- _Tasks and exercises_
1 – Transcribe the sea turtle article between "A loggerhead sea" and "Hospital in Marathon.", inclusive.
2 – Pick up the sea turtle article where it stops and write what comes next.

━━━━━ Document text ━━━━━

Underwatertimes.com News Service - August 28, 2009 16:56 EST

A loggerhead sea turtle (Caretta caretta) bearing a satellite tracking tag from Mote Marine Laboratory was rescued on Sunday, Aug. 23, and brought to the Florida Keys for treatment of serious shark bites.

The 200-pound adult female turtle with a 3-foot-long carapace, nicknamed "Wham," was found by staff at Dry Tortugas National Park, an island cluster west of Key West, and transported to Key West by Fastcat Ferry and then on to The Turtle Hospital in Marathon.

According to Ryan Butts, administrator at The Turtle Hospital, Wham lost 6 inches of her left flipper and her entire right front flipper to a shark bite. "A boat wouldn't have been able to take out the distal end of both flippers," he said. Still, the turtle may return to the wild, he said. "Provided she responds to treatment, she should be fine to be released." Wham is receiving care for her wounds and antibiotics for possible infections.

Wham is The Turtle Hospital's first patient to come in bearing a satellite tag - a cell-phone-sized device that Mote scientists use to track sea turtles in real time. When the turtles come to the surface to breathe, the tag transmits data to a satellite, which then sends it back to scientists. Mote has been satellite tracking turtles since 2005 to identify critical habitats for sea turtles and focus on threats they face while swimming hundreds of miles between feeding and breeding areas. Sea turtles are federally protected in U.S. waters and loggerhead sea turtles are considered threatened.

Mote's tracking map shows that Wham - tagged May 28 at her nesting grounds on Casey Key in Sarasota County - nested six times and went south to feed on July 20. But she stopped for days near Cuba - possibly where the shark bit her, Mote scientists said. Then Wham turned toward Mexican waters but drifted instead to the Dry Tortugas by Aug. 21 on the Loop Current, a strong water flow near Florida's southern tip. Her injuries probably hampered her ability to cross the Current.

━━━━━ Dataset ━━━━━

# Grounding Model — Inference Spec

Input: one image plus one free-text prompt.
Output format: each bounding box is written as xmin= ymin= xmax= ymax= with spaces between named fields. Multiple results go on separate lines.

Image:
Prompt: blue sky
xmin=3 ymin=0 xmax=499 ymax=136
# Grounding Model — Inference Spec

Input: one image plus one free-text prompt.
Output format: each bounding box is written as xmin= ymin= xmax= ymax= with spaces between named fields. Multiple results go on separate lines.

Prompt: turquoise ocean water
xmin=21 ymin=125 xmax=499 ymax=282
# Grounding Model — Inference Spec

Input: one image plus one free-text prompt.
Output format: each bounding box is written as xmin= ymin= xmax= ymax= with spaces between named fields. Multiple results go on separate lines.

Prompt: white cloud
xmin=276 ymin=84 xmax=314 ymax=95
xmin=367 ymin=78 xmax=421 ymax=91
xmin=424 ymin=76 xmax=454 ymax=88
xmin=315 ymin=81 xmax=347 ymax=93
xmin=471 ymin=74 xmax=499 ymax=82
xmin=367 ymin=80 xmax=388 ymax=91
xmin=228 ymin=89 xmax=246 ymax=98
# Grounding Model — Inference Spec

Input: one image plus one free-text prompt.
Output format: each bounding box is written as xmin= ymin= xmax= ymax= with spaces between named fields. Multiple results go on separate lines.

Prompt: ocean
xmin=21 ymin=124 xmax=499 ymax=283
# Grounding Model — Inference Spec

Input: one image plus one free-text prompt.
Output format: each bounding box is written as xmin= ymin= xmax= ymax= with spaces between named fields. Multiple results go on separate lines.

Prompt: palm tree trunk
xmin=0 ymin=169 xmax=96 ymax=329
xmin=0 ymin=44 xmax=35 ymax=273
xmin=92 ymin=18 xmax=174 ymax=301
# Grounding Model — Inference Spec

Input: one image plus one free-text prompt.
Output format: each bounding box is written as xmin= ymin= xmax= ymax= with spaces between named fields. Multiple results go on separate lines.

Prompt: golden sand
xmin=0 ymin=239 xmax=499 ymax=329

━━━━━

- _Results in order_
1 –
A loggerhead sea turtle (Caretta caretta) bearing a satellite tracking tag from Mote Marine Laboratory was rescued on Sunday, Aug. 23, and brought to the Florida Keys for treatment of serious shark bites.

The 200-pound adult female turtle with a 3-foot-long carapace, nicknamed "Wham," was found by staff at Dry Tortugas National Park, an island cluster west of Key West, and transported to Key West by Fastcat Ferry and then on to The Turtle Hospital in Marathon.

2 –
"She wasn't swimming well - she was limping," said Tony Tucker, manager of Mote's Sea Turtle Conservation and Research Program. "Her wounds weren't fresh anymore when she reached Dry Tortugas. We think the shark bit her north of Cuba, because she stopped there. Turtles don't usually stop on the way to their feeding grounds, according to our other satellite tracking maps."

Mote researchers have satellite-tagged 71 sea turtles, starting with five tags in 2005. This year they're tracking 23 females from Casey Key - the largest bunch yet - including "Wiblet," a turtle tagged three years in a row, and "Chompy" and "Rafael," both tagged for their second year.

These turtles have returned to the same foraging grounds repeatedly. Mote's multiple taggings are confirming what scientists have long suspected - that sea turtles have fidelity to feeding grounds as well as nesting beaches. "Their repeat visits to certain feeding grounds won't surprise sea turtle biologists, but to confirm it with hard numbers is really rare," Tucker said. "We're the first, to our knowledge, to record this behavior for turtles in the Gulf of Mexico."

Along with nesting females, Mote scientists have satellite tagged four male loggerhead turtles released from Mote's Sea Turtle Hospital, to study how they fare after recovering and also to learn about what male turtles do in the wild. Male turtles are less studied than females because they don't come to the beaches regularly the way females do to nest.

Mote's long-term studies of sea turtles provide crucial information that policymakers and conservationists use to manage and protect these vulnerable species.